#### [What you will do]
Can you filter the data below down to every line containing the string "niche", with case counting in the match?

#### [Provided records]
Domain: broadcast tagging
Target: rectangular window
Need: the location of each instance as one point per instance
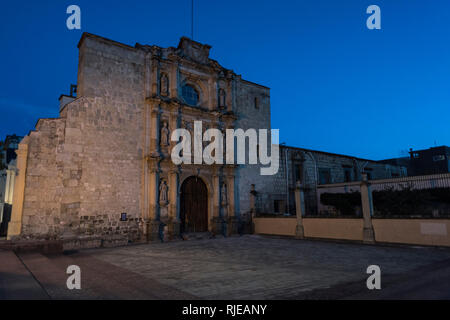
(278, 206)
(299, 173)
(324, 175)
(347, 175)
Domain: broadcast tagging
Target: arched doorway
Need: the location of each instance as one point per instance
(194, 206)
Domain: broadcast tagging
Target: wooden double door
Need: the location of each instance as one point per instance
(194, 205)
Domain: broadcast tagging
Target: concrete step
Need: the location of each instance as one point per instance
(51, 276)
(101, 280)
(16, 281)
(197, 236)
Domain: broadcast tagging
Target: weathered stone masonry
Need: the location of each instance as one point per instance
(104, 155)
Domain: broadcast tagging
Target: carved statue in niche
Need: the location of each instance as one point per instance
(224, 194)
(222, 98)
(164, 85)
(165, 134)
(163, 188)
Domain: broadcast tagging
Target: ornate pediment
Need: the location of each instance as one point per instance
(194, 50)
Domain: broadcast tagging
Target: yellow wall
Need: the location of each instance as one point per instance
(406, 231)
(413, 231)
(276, 226)
(344, 229)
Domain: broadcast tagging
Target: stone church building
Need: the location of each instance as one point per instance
(103, 167)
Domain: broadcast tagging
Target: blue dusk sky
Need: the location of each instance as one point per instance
(336, 86)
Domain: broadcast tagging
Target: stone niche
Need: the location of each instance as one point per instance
(194, 50)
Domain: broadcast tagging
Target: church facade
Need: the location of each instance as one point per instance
(103, 167)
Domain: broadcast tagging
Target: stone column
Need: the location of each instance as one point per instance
(173, 80)
(300, 210)
(174, 221)
(154, 77)
(232, 219)
(153, 219)
(9, 188)
(253, 206)
(15, 224)
(367, 208)
(229, 96)
(215, 221)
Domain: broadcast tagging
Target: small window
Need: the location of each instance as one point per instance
(278, 206)
(190, 95)
(347, 174)
(369, 174)
(299, 173)
(324, 175)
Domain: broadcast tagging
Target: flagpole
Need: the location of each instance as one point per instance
(192, 20)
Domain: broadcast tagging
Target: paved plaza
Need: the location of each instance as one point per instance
(247, 267)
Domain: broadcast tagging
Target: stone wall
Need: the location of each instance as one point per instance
(250, 116)
(87, 163)
(85, 168)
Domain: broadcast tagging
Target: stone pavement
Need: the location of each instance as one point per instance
(247, 267)
(257, 267)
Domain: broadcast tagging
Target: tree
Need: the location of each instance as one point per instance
(2, 154)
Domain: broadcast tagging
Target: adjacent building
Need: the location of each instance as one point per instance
(433, 160)
(313, 168)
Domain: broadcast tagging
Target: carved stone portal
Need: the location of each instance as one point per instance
(165, 134)
(164, 81)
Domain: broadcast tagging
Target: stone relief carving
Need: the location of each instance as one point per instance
(222, 98)
(164, 82)
(165, 134)
(224, 194)
(163, 189)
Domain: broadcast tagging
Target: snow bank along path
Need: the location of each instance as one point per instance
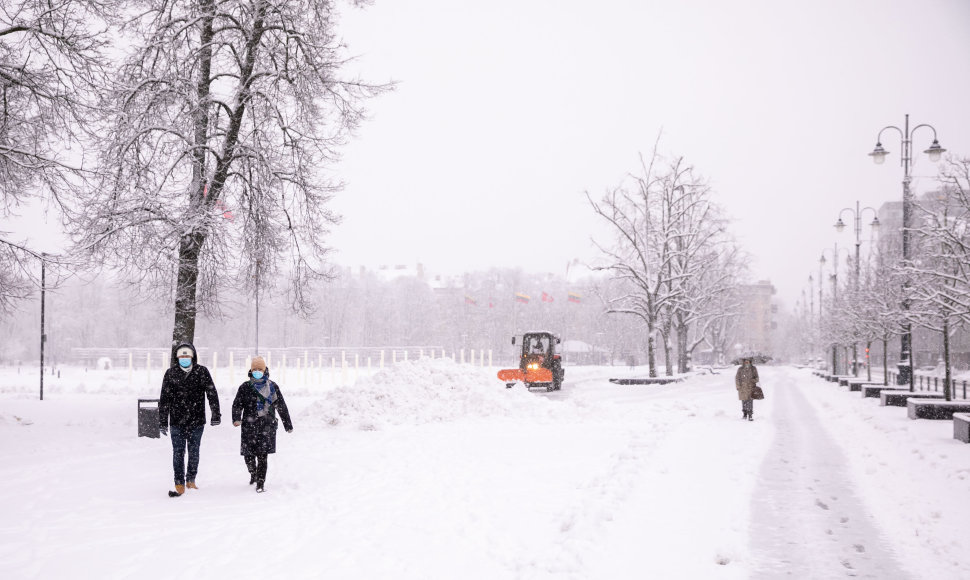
(435, 470)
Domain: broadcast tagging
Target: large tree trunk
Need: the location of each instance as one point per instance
(682, 351)
(651, 347)
(885, 362)
(947, 392)
(668, 366)
(185, 292)
(868, 361)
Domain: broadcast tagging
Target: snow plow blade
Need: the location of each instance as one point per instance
(539, 375)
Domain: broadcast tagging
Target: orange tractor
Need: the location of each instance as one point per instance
(539, 365)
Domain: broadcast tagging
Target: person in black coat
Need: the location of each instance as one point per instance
(181, 404)
(255, 406)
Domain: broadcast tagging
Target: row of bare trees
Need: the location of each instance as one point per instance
(676, 267)
(930, 291)
(185, 142)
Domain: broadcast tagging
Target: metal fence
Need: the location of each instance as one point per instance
(930, 383)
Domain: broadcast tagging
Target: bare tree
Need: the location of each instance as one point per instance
(642, 253)
(942, 297)
(222, 123)
(51, 68)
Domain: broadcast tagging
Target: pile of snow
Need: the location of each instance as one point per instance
(430, 391)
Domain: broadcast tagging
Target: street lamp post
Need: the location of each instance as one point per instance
(857, 226)
(835, 295)
(878, 155)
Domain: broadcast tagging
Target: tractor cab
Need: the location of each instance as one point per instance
(539, 364)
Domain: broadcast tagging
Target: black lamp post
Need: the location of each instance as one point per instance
(857, 226)
(878, 155)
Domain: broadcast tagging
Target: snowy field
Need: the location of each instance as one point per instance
(432, 469)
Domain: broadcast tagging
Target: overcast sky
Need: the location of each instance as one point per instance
(507, 111)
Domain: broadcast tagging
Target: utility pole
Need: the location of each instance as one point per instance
(43, 337)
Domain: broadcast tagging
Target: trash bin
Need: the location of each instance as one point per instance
(148, 418)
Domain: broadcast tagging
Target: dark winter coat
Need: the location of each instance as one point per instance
(184, 393)
(258, 433)
(745, 381)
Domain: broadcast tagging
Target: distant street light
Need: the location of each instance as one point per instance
(878, 155)
(835, 294)
(857, 223)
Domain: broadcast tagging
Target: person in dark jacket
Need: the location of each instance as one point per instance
(255, 406)
(185, 388)
(745, 381)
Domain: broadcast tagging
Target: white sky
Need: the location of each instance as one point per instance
(507, 111)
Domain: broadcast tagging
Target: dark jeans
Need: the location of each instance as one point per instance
(183, 437)
(257, 465)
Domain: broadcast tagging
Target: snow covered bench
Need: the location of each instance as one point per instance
(857, 384)
(961, 427)
(647, 381)
(898, 398)
(935, 409)
(873, 390)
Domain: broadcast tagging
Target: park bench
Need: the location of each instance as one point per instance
(898, 398)
(935, 409)
(961, 427)
(646, 381)
(874, 390)
(857, 384)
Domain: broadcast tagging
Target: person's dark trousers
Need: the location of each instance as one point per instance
(747, 407)
(257, 465)
(183, 437)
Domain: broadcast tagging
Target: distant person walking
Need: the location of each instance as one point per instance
(254, 408)
(185, 387)
(746, 380)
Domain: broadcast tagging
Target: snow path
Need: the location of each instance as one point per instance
(808, 520)
(437, 472)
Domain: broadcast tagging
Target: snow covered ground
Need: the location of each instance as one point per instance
(431, 469)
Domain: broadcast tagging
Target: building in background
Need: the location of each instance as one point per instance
(757, 319)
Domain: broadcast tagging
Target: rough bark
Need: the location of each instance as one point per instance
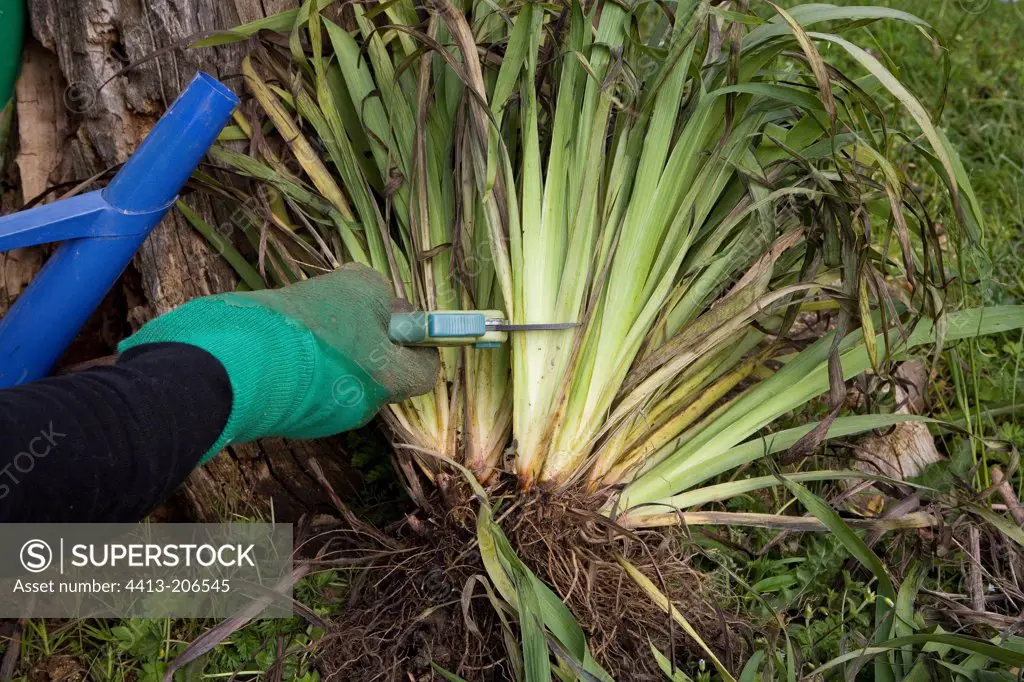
(112, 97)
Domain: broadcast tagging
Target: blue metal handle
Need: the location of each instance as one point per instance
(101, 231)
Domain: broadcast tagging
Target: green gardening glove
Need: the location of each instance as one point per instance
(305, 361)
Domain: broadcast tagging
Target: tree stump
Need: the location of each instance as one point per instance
(111, 95)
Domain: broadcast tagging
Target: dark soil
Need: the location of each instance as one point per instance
(423, 600)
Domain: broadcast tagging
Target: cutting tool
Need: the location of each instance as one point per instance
(480, 329)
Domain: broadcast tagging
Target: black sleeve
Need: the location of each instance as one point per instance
(110, 443)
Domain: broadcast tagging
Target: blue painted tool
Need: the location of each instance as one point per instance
(101, 230)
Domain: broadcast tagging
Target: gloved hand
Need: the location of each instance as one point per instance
(304, 361)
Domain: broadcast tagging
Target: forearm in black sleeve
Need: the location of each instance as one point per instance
(110, 443)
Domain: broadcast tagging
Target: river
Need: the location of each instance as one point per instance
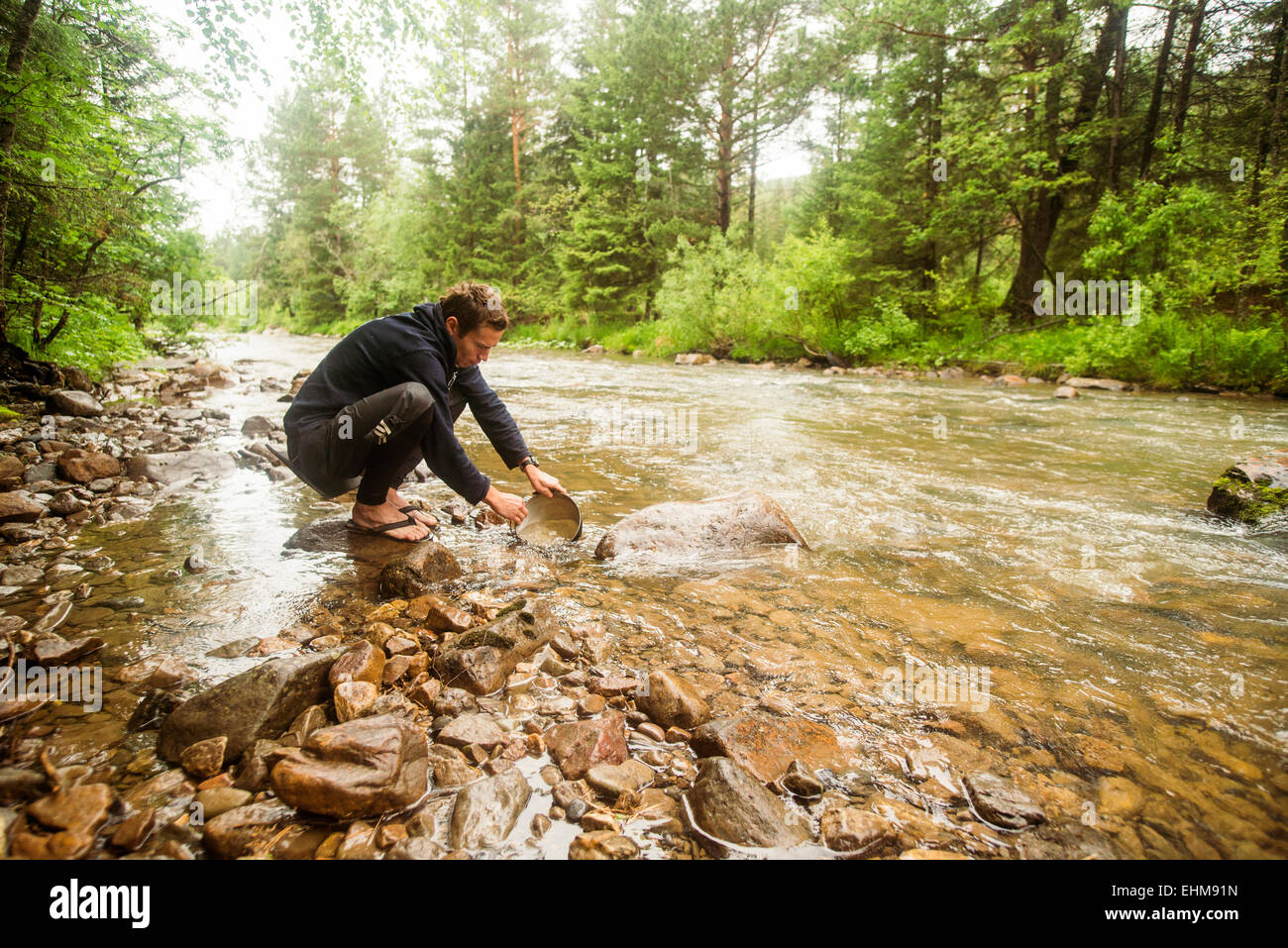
(1121, 653)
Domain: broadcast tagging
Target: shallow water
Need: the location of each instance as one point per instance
(1051, 558)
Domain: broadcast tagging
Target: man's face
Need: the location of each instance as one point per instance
(473, 347)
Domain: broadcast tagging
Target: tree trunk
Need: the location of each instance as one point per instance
(1267, 137)
(1037, 232)
(8, 127)
(1155, 99)
(1183, 90)
(1116, 106)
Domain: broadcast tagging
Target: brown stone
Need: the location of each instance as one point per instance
(204, 759)
(606, 844)
(84, 467)
(360, 662)
(580, 745)
(362, 768)
(767, 746)
(673, 702)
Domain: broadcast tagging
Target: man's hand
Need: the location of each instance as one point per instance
(541, 481)
(509, 505)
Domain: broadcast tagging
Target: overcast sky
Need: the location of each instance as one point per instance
(222, 191)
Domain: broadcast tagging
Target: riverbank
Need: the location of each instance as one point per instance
(653, 710)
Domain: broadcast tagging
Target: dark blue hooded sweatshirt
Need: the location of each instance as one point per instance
(412, 347)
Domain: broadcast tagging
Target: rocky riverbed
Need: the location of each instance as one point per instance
(473, 697)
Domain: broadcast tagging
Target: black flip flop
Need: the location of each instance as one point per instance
(385, 527)
(412, 506)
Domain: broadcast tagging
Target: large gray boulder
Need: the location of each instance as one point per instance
(361, 768)
(171, 467)
(732, 805)
(734, 522)
(258, 703)
(1252, 491)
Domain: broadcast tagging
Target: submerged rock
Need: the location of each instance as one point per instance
(768, 746)
(1253, 489)
(734, 522)
(1003, 802)
(417, 572)
(487, 810)
(580, 745)
(732, 805)
(259, 703)
(362, 768)
(673, 702)
(77, 403)
(481, 659)
(171, 467)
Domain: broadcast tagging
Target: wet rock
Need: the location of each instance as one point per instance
(1252, 491)
(1003, 802)
(1104, 384)
(20, 506)
(168, 468)
(767, 746)
(20, 785)
(257, 703)
(246, 830)
(485, 811)
(417, 572)
(802, 781)
(21, 576)
(472, 729)
(730, 804)
(231, 649)
(613, 780)
(580, 745)
(360, 662)
(673, 702)
(353, 699)
(258, 425)
(482, 659)
(62, 845)
(85, 467)
(732, 522)
(362, 768)
(134, 830)
(605, 844)
(65, 504)
(81, 809)
(1120, 797)
(416, 848)
(204, 759)
(439, 614)
(158, 672)
(850, 830)
(53, 649)
(76, 403)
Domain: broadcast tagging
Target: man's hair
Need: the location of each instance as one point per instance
(473, 305)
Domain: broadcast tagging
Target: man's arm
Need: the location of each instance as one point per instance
(493, 417)
(443, 453)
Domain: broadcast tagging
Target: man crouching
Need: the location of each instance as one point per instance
(389, 393)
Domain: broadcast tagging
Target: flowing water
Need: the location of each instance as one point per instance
(996, 579)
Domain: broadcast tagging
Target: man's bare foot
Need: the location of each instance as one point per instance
(372, 515)
(399, 502)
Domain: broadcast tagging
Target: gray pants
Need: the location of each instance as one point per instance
(370, 445)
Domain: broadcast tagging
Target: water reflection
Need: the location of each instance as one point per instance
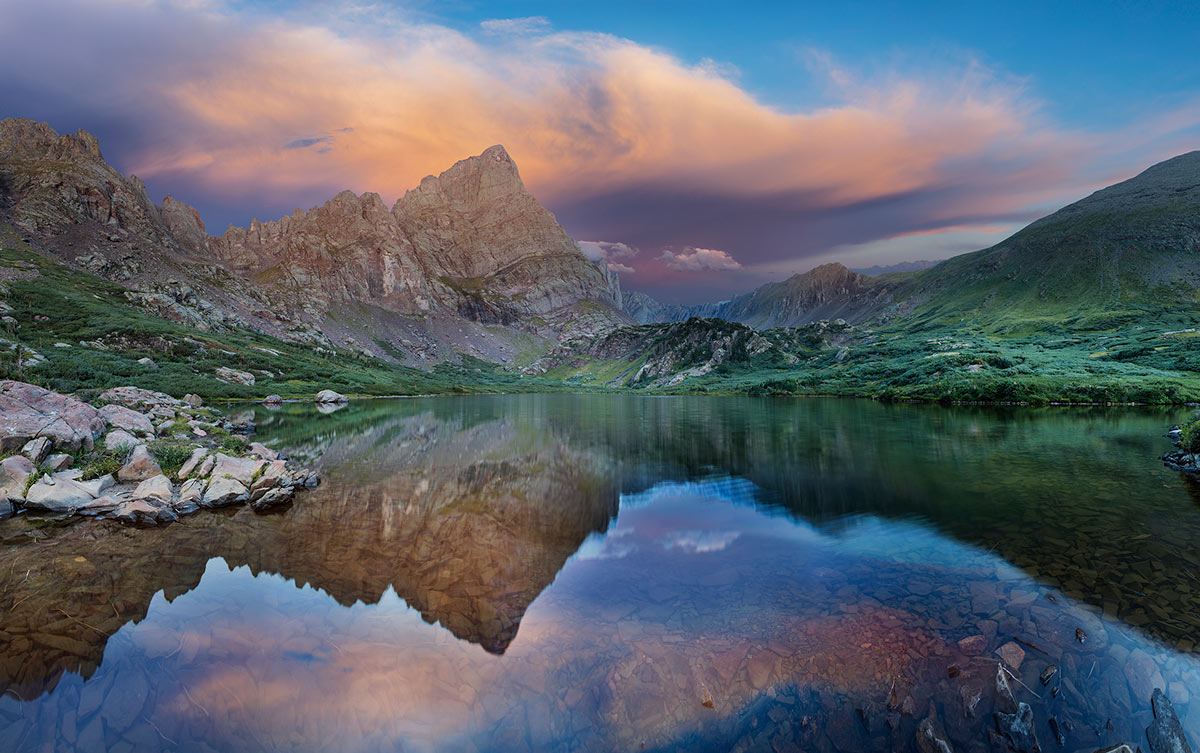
(585, 573)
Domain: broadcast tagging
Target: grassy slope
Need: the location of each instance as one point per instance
(63, 306)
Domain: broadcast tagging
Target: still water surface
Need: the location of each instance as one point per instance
(629, 573)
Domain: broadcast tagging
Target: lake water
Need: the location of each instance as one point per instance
(629, 573)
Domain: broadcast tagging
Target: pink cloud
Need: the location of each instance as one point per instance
(700, 259)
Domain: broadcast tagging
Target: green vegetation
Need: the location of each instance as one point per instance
(55, 306)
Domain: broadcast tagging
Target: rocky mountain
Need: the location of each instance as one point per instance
(1126, 252)
(468, 261)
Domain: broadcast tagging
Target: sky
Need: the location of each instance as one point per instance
(700, 148)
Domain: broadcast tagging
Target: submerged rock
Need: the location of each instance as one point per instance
(1165, 733)
(1019, 729)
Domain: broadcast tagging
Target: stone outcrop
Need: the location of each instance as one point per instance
(461, 264)
(28, 411)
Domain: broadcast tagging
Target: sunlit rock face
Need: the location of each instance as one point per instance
(468, 261)
(455, 520)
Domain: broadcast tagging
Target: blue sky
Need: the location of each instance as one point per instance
(702, 148)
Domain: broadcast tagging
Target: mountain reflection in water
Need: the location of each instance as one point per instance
(558, 572)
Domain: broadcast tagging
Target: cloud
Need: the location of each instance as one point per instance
(699, 259)
(529, 24)
(617, 138)
(307, 143)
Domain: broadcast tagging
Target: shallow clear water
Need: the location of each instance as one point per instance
(609, 573)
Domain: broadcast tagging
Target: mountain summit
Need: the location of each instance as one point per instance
(468, 261)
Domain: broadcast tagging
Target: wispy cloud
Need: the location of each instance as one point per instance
(529, 24)
(700, 259)
(619, 139)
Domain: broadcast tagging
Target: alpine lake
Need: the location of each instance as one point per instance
(633, 573)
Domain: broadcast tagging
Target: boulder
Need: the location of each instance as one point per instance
(222, 492)
(120, 439)
(239, 469)
(205, 467)
(99, 486)
(1165, 733)
(28, 411)
(233, 377)
(15, 473)
(58, 494)
(36, 449)
(190, 497)
(125, 419)
(144, 512)
(263, 452)
(139, 467)
(137, 398)
(192, 462)
(99, 506)
(59, 462)
(156, 489)
(271, 498)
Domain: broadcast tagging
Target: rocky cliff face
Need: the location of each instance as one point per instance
(468, 261)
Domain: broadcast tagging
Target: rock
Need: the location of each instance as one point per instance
(1012, 654)
(119, 439)
(36, 449)
(57, 494)
(1165, 734)
(192, 462)
(156, 488)
(58, 462)
(126, 419)
(190, 495)
(1006, 700)
(1143, 674)
(233, 377)
(15, 473)
(265, 499)
(99, 486)
(223, 491)
(1019, 729)
(1048, 674)
(929, 738)
(973, 645)
(137, 398)
(97, 506)
(239, 469)
(28, 411)
(139, 467)
(263, 451)
(144, 512)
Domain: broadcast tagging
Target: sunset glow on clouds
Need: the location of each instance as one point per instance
(246, 114)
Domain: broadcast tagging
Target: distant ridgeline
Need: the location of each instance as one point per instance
(467, 283)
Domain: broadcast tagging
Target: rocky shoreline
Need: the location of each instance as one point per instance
(138, 457)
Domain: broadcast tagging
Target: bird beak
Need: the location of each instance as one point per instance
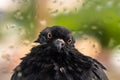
(59, 44)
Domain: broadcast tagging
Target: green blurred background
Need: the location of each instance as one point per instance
(97, 21)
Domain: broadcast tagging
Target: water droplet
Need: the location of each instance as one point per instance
(111, 42)
(98, 7)
(26, 42)
(21, 31)
(6, 57)
(62, 69)
(100, 32)
(54, 1)
(43, 22)
(19, 74)
(110, 3)
(93, 45)
(94, 27)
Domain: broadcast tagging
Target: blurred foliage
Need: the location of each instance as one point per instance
(21, 19)
(25, 18)
(97, 18)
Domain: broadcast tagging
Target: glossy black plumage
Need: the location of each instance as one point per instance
(46, 62)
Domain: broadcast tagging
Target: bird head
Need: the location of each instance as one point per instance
(56, 36)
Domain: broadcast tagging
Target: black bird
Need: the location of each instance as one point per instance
(57, 59)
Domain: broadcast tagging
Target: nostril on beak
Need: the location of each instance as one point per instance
(63, 44)
(59, 44)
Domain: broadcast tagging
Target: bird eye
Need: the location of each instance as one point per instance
(49, 35)
(69, 41)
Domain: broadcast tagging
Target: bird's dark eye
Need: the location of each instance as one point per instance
(69, 41)
(49, 35)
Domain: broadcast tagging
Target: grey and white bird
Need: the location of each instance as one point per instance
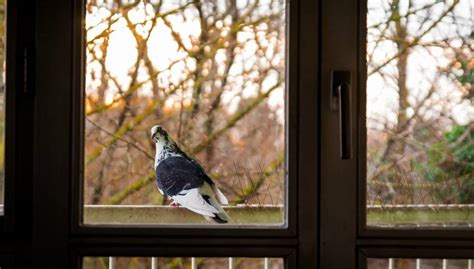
(184, 180)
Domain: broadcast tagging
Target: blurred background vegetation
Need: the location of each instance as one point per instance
(172, 263)
(420, 102)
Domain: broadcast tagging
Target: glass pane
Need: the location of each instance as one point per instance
(180, 262)
(420, 113)
(211, 74)
(2, 100)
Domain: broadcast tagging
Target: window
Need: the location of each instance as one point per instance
(371, 81)
(328, 223)
(212, 74)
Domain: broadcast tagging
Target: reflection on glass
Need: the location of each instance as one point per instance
(180, 262)
(420, 113)
(211, 73)
(2, 100)
(402, 263)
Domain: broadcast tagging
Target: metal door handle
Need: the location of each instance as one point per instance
(341, 95)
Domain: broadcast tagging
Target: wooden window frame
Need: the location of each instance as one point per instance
(346, 242)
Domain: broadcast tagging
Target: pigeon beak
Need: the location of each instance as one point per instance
(154, 132)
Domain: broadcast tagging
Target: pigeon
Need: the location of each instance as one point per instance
(184, 180)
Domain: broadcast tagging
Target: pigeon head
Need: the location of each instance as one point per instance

#### [Answer to this problem]
Target: carved statue in niche
Target: stone niche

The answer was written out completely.